§ Problem: For this listing, the lines between the one holding "Phrase: finger" and the one holding "compact form (475,40).", inclusive, must be set down exactly.

§ Exercise data:
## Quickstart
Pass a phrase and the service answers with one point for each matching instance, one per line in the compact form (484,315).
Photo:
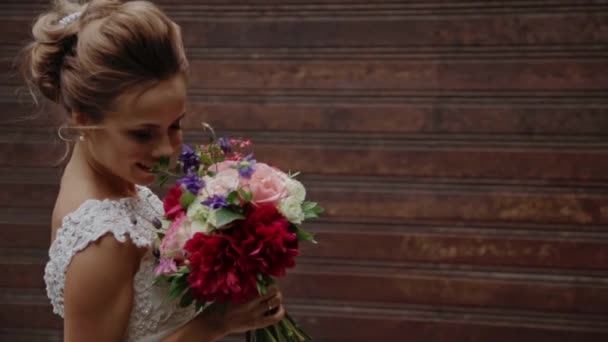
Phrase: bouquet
(231,226)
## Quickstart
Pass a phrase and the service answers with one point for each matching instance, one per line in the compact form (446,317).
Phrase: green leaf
(162,180)
(224,216)
(187,299)
(247,196)
(268,335)
(178,285)
(311,209)
(278,334)
(232,198)
(187,199)
(303,235)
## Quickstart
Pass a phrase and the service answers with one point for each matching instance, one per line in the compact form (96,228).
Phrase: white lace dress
(152,316)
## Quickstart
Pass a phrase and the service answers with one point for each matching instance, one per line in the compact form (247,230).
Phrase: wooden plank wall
(459,147)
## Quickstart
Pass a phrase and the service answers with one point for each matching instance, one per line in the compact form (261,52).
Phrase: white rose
(199,216)
(296,189)
(291,208)
(222,183)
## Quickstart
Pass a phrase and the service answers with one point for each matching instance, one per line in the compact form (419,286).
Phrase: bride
(120,71)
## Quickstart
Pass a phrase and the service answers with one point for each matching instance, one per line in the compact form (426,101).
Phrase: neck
(108,184)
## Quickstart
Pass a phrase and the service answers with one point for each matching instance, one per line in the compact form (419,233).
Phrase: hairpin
(68,19)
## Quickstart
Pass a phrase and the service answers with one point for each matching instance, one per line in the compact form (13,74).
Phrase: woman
(120,71)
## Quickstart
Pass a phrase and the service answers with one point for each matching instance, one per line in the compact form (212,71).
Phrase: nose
(164,148)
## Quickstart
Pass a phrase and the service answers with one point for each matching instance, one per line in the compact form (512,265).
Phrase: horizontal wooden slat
(15,235)
(493,29)
(505,75)
(31,335)
(401,118)
(341,8)
(371,243)
(405,287)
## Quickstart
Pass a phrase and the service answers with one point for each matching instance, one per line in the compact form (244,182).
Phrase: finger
(272,292)
(268,306)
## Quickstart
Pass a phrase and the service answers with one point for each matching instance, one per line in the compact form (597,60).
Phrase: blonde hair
(111,48)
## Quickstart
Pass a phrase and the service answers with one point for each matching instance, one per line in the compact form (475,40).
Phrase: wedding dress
(153,316)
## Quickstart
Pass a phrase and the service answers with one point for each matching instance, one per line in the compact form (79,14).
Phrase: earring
(61,132)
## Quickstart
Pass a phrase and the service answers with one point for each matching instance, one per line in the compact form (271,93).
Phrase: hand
(258,313)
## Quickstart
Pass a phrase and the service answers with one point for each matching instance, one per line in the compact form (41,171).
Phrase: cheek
(136,152)
(177,140)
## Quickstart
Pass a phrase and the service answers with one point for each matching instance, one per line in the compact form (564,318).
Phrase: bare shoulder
(98,292)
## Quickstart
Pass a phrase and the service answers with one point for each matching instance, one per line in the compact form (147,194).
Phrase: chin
(141,177)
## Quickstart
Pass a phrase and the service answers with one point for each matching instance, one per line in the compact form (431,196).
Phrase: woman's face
(145,127)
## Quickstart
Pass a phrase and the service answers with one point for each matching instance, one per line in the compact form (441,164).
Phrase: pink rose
(173,242)
(267,185)
(165,267)
(222,183)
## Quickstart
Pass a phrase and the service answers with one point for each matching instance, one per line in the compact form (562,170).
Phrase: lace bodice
(152,315)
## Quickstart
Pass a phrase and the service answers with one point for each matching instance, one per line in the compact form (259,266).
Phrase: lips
(144,167)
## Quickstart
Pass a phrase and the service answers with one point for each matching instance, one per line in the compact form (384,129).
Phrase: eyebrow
(151,125)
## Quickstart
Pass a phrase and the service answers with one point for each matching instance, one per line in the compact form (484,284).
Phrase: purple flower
(246,167)
(192,182)
(225,144)
(216,202)
(189,159)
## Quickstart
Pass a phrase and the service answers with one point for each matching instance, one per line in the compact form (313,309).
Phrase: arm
(98,292)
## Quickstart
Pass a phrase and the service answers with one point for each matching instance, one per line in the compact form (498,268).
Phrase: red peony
(216,271)
(171,202)
(268,246)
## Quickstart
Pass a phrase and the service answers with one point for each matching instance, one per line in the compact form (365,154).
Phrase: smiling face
(144,128)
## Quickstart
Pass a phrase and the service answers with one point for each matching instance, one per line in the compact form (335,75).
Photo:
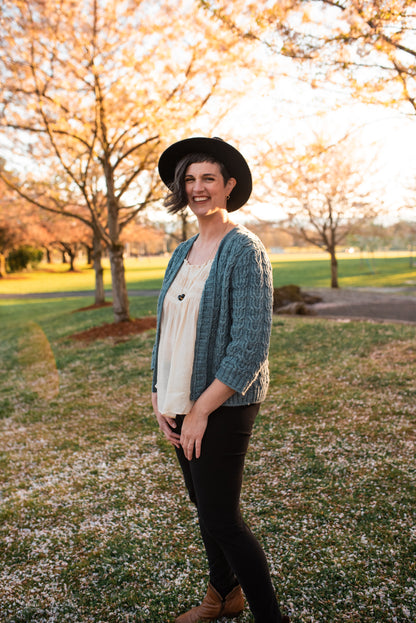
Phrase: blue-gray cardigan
(234,321)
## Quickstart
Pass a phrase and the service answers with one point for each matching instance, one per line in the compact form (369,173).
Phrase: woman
(210,366)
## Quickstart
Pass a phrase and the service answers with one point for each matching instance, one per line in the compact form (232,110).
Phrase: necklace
(207,256)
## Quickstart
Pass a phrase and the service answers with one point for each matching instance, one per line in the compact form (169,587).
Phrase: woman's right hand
(166,424)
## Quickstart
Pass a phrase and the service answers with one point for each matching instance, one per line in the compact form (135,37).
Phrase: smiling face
(205,188)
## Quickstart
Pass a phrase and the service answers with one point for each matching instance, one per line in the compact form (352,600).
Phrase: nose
(198,184)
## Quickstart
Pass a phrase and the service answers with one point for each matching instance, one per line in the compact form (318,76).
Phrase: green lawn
(313,270)
(94,523)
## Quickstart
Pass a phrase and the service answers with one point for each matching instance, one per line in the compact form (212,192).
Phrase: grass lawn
(305,270)
(94,523)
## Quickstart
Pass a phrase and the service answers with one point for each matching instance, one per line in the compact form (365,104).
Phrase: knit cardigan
(234,321)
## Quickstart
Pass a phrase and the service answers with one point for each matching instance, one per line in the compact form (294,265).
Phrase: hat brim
(233,161)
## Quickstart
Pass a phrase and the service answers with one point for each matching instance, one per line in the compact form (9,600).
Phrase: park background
(320,97)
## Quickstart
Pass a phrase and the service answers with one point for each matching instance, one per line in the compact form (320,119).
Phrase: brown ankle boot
(214,606)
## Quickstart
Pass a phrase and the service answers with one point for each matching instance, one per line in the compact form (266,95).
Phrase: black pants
(214,484)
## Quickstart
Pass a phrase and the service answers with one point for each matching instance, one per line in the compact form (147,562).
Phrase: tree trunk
(2,266)
(71,262)
(99,271)
(334,269)
(118,284)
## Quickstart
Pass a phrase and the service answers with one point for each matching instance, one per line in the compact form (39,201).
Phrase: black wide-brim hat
(233,161)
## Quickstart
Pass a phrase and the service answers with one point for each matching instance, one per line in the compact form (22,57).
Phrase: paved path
(74,294)
(394,304)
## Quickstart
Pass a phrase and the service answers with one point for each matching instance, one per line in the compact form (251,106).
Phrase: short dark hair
(177,200)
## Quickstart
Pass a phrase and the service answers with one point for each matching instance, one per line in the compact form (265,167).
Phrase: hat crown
(222,151)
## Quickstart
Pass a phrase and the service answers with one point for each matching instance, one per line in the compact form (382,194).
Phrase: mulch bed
(118,330)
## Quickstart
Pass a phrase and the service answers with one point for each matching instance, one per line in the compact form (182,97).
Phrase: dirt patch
(93,306)
(119,330)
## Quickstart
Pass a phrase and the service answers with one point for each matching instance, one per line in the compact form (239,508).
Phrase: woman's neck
(211,232)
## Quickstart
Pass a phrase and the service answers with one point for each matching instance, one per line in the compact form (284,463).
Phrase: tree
(325,195)
(91,90)
(366,44)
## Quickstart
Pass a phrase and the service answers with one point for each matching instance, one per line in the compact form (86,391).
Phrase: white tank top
(177,338)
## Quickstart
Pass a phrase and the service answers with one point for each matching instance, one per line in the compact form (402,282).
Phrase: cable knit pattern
(235,316)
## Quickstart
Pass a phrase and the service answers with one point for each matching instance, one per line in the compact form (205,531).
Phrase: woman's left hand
(193,430)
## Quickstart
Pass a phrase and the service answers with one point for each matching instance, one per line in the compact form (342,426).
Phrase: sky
(291,111)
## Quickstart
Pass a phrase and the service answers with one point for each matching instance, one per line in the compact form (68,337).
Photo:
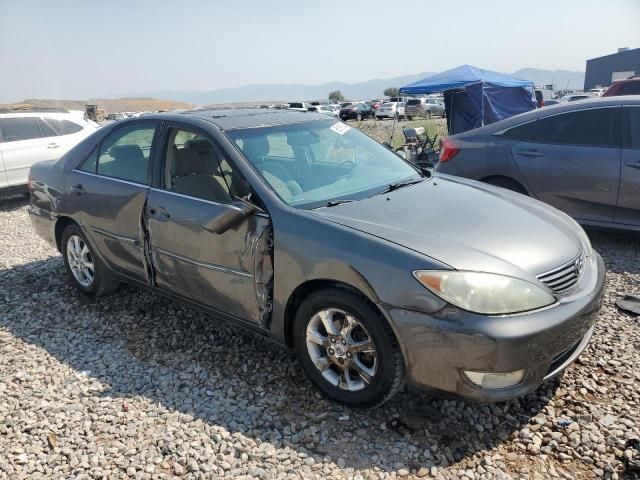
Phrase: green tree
(391,92)
(336,96)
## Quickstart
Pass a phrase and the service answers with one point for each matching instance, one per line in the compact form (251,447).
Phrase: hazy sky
(87,49)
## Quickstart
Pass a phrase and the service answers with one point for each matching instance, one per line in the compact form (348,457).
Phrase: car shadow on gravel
(14,202)
(140,345)
(620,250)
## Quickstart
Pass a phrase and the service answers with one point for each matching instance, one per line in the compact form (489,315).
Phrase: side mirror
(230,216)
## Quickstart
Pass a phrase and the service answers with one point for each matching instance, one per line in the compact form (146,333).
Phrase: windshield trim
(364,194)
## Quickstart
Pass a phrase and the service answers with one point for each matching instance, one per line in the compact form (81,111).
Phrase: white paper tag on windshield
(340,128)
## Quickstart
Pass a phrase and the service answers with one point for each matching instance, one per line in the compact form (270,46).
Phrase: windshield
(312,163)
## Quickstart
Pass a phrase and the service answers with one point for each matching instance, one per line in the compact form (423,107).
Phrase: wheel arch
(305,289)
(61,224)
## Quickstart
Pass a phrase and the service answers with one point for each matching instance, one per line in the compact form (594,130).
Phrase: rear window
(632,131)
(524,133)
(16,129)
(629,88)
(62,127)
(594,127)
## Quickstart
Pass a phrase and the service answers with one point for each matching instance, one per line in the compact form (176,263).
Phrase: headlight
(485,293)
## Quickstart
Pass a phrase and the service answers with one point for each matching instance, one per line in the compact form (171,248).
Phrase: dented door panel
(231,271)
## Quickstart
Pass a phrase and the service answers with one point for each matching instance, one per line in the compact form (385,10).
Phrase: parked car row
(580,157)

§ Result for this exercise:
Phrase: finger
(272,292)
(268,306)
## Quickstart
Pass a phrase and the service answers with one point for each matching instance, one per line in the compact form (597,60).
Phrase: blonde hair
(111,48)
## Quickstart
Pass a phrase and the service answers with one point for each matching instance, one per line in the compact form (475,40).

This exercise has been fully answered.